**EXERCISE INSTRUCTIONS:** Quote exactly and only this range of lines in the data below: the line that holds "positive clicks: (59, 84) (58, 87)" to the line that holds "positive clicks: (198, 42)", both included.

Dataset entries:
------------------------

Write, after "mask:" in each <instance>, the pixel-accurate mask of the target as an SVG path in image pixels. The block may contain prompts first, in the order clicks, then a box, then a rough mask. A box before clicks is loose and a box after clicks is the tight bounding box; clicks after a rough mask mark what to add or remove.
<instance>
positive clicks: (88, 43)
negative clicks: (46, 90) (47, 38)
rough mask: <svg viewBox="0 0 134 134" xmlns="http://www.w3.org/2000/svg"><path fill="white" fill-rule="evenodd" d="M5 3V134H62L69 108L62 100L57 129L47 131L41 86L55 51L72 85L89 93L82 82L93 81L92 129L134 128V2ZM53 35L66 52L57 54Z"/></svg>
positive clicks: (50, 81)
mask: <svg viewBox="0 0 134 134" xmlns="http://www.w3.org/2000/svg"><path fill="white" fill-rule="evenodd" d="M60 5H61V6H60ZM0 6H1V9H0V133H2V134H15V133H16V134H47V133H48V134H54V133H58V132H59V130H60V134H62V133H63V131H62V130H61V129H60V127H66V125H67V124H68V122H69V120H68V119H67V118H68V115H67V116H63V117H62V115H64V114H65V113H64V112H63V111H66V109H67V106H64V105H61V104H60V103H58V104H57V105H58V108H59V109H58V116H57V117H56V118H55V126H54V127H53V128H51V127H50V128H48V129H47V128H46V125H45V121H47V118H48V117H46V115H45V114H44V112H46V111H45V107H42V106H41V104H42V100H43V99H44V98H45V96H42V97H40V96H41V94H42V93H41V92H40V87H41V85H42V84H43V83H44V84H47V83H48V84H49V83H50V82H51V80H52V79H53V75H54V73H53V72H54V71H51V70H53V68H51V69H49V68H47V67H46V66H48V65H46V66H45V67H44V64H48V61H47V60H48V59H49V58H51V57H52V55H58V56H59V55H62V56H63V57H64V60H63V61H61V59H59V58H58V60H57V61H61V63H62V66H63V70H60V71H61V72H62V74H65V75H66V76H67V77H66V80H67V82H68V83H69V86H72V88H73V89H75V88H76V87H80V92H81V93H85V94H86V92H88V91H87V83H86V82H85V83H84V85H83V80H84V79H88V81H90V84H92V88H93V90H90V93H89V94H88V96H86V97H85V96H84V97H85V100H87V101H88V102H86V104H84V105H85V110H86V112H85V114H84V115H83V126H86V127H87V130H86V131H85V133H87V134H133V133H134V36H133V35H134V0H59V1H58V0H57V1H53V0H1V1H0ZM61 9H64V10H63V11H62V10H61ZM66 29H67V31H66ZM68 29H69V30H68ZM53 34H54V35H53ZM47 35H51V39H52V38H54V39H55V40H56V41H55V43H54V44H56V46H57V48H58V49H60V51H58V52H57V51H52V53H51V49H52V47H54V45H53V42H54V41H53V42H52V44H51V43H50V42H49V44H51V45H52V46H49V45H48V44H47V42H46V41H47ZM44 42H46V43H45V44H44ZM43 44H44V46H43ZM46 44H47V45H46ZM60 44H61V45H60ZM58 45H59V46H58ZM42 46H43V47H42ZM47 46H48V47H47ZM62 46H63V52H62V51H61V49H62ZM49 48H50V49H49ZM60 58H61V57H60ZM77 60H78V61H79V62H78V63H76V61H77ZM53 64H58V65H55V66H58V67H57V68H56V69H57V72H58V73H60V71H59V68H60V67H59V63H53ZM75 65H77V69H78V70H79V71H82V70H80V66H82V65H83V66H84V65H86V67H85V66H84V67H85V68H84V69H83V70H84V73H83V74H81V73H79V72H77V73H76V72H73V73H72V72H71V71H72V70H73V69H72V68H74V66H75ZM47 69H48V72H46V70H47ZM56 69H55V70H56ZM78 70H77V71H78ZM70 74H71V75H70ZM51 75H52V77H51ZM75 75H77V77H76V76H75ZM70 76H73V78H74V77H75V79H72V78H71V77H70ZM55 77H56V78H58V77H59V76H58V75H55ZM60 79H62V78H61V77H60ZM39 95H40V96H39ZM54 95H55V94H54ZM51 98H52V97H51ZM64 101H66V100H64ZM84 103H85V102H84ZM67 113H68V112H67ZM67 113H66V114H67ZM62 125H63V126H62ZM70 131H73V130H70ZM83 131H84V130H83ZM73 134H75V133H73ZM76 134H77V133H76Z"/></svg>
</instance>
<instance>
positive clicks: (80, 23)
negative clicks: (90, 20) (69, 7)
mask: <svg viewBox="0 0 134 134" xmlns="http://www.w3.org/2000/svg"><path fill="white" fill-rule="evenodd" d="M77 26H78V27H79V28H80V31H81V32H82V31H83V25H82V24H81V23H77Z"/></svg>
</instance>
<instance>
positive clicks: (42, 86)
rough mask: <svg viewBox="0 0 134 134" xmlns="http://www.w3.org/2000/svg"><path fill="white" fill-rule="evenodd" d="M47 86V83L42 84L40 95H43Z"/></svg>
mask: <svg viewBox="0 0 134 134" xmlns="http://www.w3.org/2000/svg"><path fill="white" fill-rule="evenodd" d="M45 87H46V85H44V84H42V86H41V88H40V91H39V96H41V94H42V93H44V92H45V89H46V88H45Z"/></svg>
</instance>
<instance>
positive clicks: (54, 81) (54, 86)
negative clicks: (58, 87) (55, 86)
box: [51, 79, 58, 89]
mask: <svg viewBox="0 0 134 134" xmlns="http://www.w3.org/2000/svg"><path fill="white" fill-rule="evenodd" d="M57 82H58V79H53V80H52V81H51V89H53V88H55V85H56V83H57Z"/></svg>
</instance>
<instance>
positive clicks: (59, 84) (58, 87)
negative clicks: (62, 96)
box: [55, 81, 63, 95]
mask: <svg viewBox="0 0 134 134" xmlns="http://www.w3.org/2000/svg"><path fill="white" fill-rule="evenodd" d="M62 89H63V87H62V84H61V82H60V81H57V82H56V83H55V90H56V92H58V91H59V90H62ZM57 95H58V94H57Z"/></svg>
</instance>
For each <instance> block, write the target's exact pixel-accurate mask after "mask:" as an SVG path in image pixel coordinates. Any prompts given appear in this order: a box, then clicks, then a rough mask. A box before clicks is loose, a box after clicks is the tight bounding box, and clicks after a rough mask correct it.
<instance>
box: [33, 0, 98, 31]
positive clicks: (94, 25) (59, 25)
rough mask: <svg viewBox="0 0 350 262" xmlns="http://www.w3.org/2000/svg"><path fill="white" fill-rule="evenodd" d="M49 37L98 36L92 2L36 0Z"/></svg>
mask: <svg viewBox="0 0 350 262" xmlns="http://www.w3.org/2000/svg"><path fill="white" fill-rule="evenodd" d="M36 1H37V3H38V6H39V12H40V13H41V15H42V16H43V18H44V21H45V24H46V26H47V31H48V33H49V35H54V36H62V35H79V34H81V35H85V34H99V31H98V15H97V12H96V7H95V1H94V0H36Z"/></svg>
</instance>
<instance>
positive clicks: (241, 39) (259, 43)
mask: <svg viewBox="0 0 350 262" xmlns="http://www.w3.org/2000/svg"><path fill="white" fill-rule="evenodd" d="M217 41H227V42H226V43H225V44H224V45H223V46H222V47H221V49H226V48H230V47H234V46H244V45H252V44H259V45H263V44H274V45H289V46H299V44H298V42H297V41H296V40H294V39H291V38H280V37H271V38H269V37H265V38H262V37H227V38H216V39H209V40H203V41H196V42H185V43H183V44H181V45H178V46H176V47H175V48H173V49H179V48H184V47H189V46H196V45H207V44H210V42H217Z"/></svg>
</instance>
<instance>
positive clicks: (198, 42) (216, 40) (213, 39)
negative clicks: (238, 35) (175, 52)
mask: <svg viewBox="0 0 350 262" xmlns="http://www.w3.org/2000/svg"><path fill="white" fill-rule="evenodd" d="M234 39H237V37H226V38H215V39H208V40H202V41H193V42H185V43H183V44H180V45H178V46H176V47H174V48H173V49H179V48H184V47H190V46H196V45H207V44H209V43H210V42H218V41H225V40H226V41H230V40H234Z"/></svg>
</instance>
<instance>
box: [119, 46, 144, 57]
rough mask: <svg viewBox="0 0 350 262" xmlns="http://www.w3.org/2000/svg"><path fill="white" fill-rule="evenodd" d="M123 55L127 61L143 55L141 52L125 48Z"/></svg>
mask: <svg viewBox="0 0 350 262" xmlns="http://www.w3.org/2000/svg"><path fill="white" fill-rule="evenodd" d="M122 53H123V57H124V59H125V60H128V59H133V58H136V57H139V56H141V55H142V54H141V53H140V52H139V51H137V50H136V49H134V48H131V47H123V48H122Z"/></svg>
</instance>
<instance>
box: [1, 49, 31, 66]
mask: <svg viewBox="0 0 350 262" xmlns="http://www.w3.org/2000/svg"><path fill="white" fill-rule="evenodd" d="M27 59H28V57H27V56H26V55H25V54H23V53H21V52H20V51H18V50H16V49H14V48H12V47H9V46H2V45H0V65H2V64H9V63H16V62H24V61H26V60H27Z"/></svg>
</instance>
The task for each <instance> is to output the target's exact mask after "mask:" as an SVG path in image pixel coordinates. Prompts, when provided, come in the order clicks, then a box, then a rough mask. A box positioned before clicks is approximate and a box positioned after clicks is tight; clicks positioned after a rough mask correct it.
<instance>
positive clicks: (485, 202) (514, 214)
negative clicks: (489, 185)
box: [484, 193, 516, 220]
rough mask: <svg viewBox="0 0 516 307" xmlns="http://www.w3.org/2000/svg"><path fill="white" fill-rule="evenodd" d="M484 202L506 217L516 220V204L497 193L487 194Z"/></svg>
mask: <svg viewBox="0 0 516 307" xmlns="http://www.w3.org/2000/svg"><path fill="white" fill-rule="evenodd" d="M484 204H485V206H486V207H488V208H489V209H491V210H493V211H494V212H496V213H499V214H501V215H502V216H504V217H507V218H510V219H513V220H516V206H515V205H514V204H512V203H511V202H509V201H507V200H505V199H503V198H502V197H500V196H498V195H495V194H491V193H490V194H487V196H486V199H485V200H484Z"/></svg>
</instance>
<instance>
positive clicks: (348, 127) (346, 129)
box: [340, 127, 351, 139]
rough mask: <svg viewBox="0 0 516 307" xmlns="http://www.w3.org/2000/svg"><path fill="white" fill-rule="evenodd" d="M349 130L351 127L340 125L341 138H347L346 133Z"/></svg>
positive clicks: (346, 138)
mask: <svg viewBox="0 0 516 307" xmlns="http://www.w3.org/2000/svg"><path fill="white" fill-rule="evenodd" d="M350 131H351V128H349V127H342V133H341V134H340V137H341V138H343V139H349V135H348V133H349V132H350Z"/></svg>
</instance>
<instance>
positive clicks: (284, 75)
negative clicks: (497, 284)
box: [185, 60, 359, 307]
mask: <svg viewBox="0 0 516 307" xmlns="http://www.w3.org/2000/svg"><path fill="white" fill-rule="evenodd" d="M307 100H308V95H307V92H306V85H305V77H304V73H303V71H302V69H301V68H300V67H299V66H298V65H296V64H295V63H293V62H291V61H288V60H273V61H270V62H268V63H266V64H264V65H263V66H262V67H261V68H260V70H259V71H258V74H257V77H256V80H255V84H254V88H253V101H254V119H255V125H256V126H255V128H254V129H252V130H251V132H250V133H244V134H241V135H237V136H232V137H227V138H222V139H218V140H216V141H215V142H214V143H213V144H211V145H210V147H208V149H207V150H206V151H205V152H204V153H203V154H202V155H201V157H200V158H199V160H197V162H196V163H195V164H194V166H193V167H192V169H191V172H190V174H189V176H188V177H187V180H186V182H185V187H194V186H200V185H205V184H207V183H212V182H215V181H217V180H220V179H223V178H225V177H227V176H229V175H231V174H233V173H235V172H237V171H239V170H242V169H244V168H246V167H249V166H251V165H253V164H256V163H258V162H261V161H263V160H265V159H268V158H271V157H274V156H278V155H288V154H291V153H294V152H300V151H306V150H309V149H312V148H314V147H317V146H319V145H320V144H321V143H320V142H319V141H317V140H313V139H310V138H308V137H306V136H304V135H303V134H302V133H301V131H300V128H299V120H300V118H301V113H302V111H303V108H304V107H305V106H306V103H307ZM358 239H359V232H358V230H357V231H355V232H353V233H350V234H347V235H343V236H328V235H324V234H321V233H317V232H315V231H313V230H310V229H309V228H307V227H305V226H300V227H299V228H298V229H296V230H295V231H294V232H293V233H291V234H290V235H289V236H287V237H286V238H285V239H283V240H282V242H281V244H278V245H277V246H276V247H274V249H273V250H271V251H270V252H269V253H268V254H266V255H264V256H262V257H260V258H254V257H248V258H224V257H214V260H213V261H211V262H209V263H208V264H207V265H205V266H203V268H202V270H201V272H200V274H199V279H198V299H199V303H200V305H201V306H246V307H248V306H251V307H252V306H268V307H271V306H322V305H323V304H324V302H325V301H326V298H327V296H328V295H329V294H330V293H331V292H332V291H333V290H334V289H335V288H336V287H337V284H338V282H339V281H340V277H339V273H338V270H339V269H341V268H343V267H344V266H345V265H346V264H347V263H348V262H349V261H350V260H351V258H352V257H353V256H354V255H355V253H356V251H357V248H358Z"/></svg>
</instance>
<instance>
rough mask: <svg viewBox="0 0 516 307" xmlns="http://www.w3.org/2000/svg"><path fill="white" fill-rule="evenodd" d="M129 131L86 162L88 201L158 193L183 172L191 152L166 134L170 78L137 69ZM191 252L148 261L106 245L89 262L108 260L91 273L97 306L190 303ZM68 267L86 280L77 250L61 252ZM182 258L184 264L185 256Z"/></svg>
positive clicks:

------------------------

**ANSWER TO THIS TASK:**
positive clicks: (59, 84) (58, 87)
negative clicks: (62, 96)
box: [55, 81, 63, 95]
mask: <svg viewBox="0 0 134 134" xmlns="http://www.w3.org/2000/svg"><path fill="white" fill-rule="evenodd" d="M62 89H63V87H62V84H61V82H60V81H57V82H56V83H55V90H56V92H58V91H59V90H62ZM57 95H58V94H57Z"/></svg>
</instance>
For each <instance> block, write the target's exact pixel-accurate mask after "mask:" as an SVG path in image pixel coordinates. Any prompts given appear in this order: a box, then clicks, then a rough mask. A box before clicks is loose, a box after clicks is the tight bounding box, and clicks after a rough mask correct it.
<instance>
box: [33, 0, 98, 31]
positive clicks: (94, 25) (59, 25)
rough mask: <svg viewBox="0 0 350 262" xmlns="http://www.w3.org/2000/svg"><path fill="white" fill-rule="evenodd" d="M49 37L98 36L92 2L36 0Z"/></svg>
mask: <svg viewBox="0 0 350 262" xmlns="http://www.w3.org/2000/svg"><path fill="white" fill-rule="evenodd" d="M36 1H37V3H38V6H39V12H40V13H41V15H42V16H43V18H44V21H45V24H46V26H47V31H48V33H49V35H54V36H62V35H79V34H81V35H85V34H99V31H98V15H97V12H96V7H95V1H94V0H36Z"/></svg>
</instance>
<instance>
positive clicks: (241, 39) (259, 43)
mask: <svg viewBox="0 0 350 262" xmlns="http://www.w3.org/2000/svg"><path fill="white" fill-rule="evenodd" d="M217 41H227V42H226V43H225V44H224V45H223V46H222V47H221V49H226V48H230V47H234V46H244V45H252V44H259V45H263V44H274V45H289V46H299V44H298V42H297V41H296V40H294V39H291V38H280V37H271V38H269V37H265V38H262V37H227V38H216V39H209V40H203V41H196V42H185V43H183V44H181V45H178V46H176V47H175V48H173V49H179V48H184V47H189V46H196V45H207V44H210V42H217Z"/></svg>
</instance>
<instance>
positive clicks: (198, 42) (216, 40) (213, 39)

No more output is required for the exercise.